## Stored records
┄┄┄┄┄┄┄┄┄┄
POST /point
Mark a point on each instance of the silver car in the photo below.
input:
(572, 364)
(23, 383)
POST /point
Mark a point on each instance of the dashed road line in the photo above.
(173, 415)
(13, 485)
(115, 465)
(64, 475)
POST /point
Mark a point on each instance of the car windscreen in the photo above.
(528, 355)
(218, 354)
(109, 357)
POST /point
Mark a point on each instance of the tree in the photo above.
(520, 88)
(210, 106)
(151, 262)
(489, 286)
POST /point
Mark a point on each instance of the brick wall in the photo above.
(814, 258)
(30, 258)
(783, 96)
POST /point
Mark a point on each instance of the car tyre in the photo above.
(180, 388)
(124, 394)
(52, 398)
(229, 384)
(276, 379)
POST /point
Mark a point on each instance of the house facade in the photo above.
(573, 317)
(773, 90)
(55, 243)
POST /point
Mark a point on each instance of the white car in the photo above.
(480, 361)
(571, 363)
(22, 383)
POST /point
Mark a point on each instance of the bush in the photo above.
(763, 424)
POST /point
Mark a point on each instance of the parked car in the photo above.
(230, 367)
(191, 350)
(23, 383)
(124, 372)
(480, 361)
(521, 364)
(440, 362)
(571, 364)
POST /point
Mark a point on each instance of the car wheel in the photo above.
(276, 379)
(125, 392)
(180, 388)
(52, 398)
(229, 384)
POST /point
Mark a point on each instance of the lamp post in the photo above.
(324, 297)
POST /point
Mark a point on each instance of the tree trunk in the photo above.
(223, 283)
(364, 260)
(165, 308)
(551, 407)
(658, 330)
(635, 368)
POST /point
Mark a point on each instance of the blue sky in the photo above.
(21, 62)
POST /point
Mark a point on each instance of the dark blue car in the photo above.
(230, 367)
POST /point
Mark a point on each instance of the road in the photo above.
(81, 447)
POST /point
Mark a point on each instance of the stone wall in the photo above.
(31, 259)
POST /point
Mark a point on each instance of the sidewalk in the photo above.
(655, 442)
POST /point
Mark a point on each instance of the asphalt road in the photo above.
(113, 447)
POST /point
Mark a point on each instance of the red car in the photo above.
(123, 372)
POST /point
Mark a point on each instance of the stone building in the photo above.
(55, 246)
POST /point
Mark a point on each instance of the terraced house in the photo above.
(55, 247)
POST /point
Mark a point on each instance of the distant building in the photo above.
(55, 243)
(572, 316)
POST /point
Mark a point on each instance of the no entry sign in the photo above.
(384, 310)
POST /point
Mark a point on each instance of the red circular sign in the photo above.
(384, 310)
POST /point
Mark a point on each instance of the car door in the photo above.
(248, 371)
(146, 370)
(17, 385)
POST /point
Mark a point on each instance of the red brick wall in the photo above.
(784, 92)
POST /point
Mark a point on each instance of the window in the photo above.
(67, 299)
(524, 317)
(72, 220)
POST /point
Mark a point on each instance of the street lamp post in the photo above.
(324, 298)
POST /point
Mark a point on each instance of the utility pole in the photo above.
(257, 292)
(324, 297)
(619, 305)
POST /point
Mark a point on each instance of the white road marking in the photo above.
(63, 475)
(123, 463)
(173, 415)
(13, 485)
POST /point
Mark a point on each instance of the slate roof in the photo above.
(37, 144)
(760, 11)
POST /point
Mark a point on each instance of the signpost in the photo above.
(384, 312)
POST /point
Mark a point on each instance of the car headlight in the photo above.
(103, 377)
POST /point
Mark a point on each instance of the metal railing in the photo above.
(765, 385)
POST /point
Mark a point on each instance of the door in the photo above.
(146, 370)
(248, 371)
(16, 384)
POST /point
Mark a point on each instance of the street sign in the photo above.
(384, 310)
┄┄┄┄┄┄┄┄┄┄
## WHAT TO WORK ON
Repeat all the entries exactly as given.

## TASK SOLUTION
POST /point
Mark a point on each instance of the silver car in the photo below.
input:
(572, 364)
(23, 383)
POST /point
Mark a point on each instance of the dashed road line in the photo above.
(173, 415)
(13, 485)
(115, 465)
(64, 475)
POST /point
Mark a point on each instance of the car windscreen in the photo above.
(528, 355)
(218, 354)
(109, 357)
POST /point
Mark a point on each instance of the tree in the photo above.
(520, 88)
(210, 106)
(151, 262)
(489, 286)
POST /point
Mark a point on each instance of the brick wall in the photo above.
(814, 258)
(30, 258)
(783, 96)
POST /point
Mark a point on each instance of the car tyre in the photo above.
(180, 388)
(124, 394)
(52, 398)
(229, 384)
(276, 379)
POST /point
Mark a point on each instance of the house facade in the photo above.
(573, 317)
(773, 90)
(55, 243)
POST /point
Mark a point on each instance of the white car in the photo above.
(480, 361)
(571, 363)
(22, 383)
POST /point
Mark a point on each instance of the bush in the photo above.
(763, 424)
POST /point
Mark a point on each instance of the parked car in the photo above.
(230, 367)
(191, 350)
(23, 383)
(124, 372)
(480, 361)
(521, 364)
(440, 362)
(571, 364)
POST /point
Mark a point on each instance of the car wheel in the photo above.
(276, 379)
(125, 392)
(180, 388)
(52, 398)
(229, 384)
POST /point
Mark a point on each instance of the lamp post in the photo above.
(324, 297)
POST /point
Mark a point on each instance of the tree trunk in the photo above.
(223, 283)
(364, 260)
(165, 308)
(551, 407)
(658, 330)
(635, 368)
POST /point
Mark a point on each instance of the blue sky in the photo above.
(21, 62)
POST /point
Mark a point on each instance of the dark blue car in the photo above.
(230, 367)
POST /point
Mark a point on each instance of the road in the photo above.
(81, 447)
POST /point
Mark a point on each instance of the stone wall in the photo above.
(31, 259)
POST /point
Mark a point on each instance of the sidewalk in the photo above.
(655, 442)
POST /point
Mark a point on each instance of the asphalt road in the photo above.
(113, 447)
POST /point
Mark a point on each instance of the red car in the photo above.
(123, 372)
POST /point
Mark a point on each instance of the stone building in the photo above.
(55, 246)
POST /point
Mark a point on each instance of the terraced house in the photo above.
(55, 247)
POST /point
Mark a point on each instance of the distant building in the photo above.
(55, 243)
(572, 316)
POST /point
Mark a point on each instance of the no entry sign in the photo above.
(384, 310)
POST /point
Mark a point on each instance of the red circular sign in the photo above.
(384, 310)
POST /point
Mark a point on each instance of the car door in the photo above.
(248, 371)
(146, 370)
(17, 385)
POST /point
Mark a point on each instance of the red brick wall in the photo above.
(784, 92)
POST /point
Mark a point on each instance of the window in the photo above.
(67, 299)
(524, 317)
(72, 220)
POST /point
Mark a point on each instance of the street lamp post in the photo above.
(324, 298)
POST /point
Mark a point on each instance of the utility pole in the photo above.
(257, 292)
(324, 297)
(619, 305)
POST /point
Mark a point on each instance of the white road marking in the photo above.
(63, 475)
(123, 463)
(173, 415)
(13, 485)
POST /point
Mark a point on each instance of the slate roof in the photo above.
(37, 144)
(760, 11)
POST /point
Mark a point on each instance of the signpost in the photo above.
(384, 312)
POST /point
Mark a point on each instance of the car headlight in the photo above.
(103, 377)
POST /point
Mark a point on each instance of the metal railing in the photo above.
(765, 385)
POST /point
Mark a point on each instance of the door in the photo above.
(146, 370)
(248, 371)
(16, 384)
POST /point
Mark a point on each instance of the street sign in the photo above.
(384, 310)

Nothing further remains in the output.